Questo film d’animazione suscitò timore nella Disney, poiché il pubblico era attratto dall’innovazione presente nel film della rivale: la pellicola della Dreamworks usava un umorismo evidentemente indirizzato a fasce d’età più adulte, ci sono scene più cupe e i personaggi non sono esteticamente ideali come quelli della nemica. 

Il primo grande successo di questa nuova azienda le concesse di continuare a produrre film, ma i nostri tre fondatori non desideravano solo avere più successo della Disney: loro volevano umiliarla.

L’idea di fare un film su un tema religioso ronzava da un po’ nella testa dei produttori, perché l’azienda nemica non aveva mai osato toccare temi del genere e molti dicono che Walter Disney fosse vicino all’estrema destra, anche se non se ne è certi, quindi la Dreamworks ha pensato di puntare su un lungometraggio riguardante la religione ebraica così da lanciare una provocazione alla rivale: parlo de “Il principe d’Egitto”, un famosissimo film che tratta dell’Esodo, la fuga degli ebrei dall’Egitto raccontata nella Bibbia. In questo incredibile film d’animazione viene mostrata la cruda realtà, niente più fantasia o magia, anzi questo cartone animato rappresenta scene di violenza, come gli schiavi maltrattati, e di omicidio, ad esempio i bambini buttati nel fiume dalle guardie del faraone. Indubbiamente questo genere di film attraeva di più il pubblico, e la cosa mandò la Disney su tutte le furie, ma non poteva fare nulla perché al momento non aveva molti fondi e continuava a proporre lungometraggi di scarso successo, come “Fantasia 2000”.

Fu a questo punto che entrò in scena l’elemento che avrebbe messo la Disney in ginocchio. In quel periodo Spielberg e Katzenberg avevano letto un libro per bambini dello scrittore William Steig il cui protagonista era un orrendo orco verde e capirono immediatamente che creare un film basato su quella storia avrebbe potuto dare del filo da torcere alla Disney, così attesero il momento adatto per attaccare la rivale e nel frattempo acquisirono sempre più fama e fondi con opere di notevole successo.

Da svolgere:
- a) Elenca tutte le persone nominate nel brano, riportando ciascun nome nella forma in cui vi compare.
- b) Nel brano, quale vicenda biblica viene narrata nel film «Il principe d'Egitto»?
- c) Per favore, trascrivi fedelmente dal brano il tratto che va da «Questo film d’animazione» fino a «quelli della nemica.».

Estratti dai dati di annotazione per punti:
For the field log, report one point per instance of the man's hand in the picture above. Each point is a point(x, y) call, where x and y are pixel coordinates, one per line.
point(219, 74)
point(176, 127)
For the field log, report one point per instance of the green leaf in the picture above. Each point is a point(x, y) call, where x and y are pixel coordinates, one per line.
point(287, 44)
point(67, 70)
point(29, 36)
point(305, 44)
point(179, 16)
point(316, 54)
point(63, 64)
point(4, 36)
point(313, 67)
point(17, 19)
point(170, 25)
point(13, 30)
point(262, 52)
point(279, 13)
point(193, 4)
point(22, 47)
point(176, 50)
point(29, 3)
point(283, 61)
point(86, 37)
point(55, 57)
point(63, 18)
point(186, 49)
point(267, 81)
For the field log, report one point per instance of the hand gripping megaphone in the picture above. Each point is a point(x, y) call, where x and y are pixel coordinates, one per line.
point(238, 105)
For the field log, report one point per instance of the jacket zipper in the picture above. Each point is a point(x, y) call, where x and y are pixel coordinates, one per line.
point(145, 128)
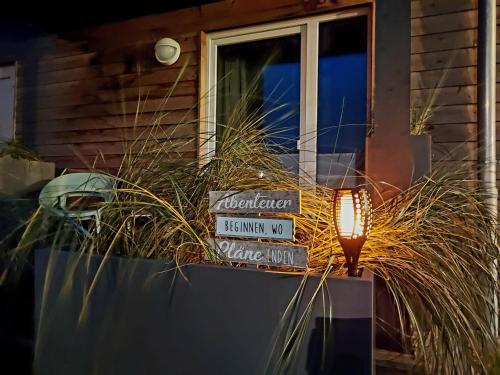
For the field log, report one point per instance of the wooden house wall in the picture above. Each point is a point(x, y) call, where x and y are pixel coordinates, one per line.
point(444, 65)
point(78, 93)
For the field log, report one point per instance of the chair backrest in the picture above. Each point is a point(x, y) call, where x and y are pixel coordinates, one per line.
point(54, 196)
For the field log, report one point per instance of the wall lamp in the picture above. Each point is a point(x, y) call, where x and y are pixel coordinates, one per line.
point(167, 51)
point(352, 217)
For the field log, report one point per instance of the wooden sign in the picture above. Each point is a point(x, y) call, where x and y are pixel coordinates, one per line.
point(254, 227)
point(255, 201)
point(260, 253)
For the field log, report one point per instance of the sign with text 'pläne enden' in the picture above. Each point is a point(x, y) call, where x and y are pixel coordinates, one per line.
point(227, 204)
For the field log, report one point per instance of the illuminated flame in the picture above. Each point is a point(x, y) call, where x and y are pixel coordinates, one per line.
point(353, 214)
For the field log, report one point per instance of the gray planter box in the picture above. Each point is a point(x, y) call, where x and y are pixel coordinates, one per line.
point(19, 175)
point(144, 317)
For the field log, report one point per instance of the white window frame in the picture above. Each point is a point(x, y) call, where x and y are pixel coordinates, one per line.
point(308, 28)
point(9, 71)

Risposte attese:
- a) Walter Disney, Spielberg, Katzenberg, William Steig

- b) L'Esodo, cioè la fuga degli ebrei dall'Egitto.

- c)
Questo film d’animazione suscitò timore nella Disney, poiché il pubblico era attratto dall’innovazione presente nel film della rivale: la pellicola della Dreamworks usava un umorismo evidentemente indirizzato a fasce d’età più adulte, ci sono scene più cupe e i personaggi non sono esteticamente ideali come quelli della nemica.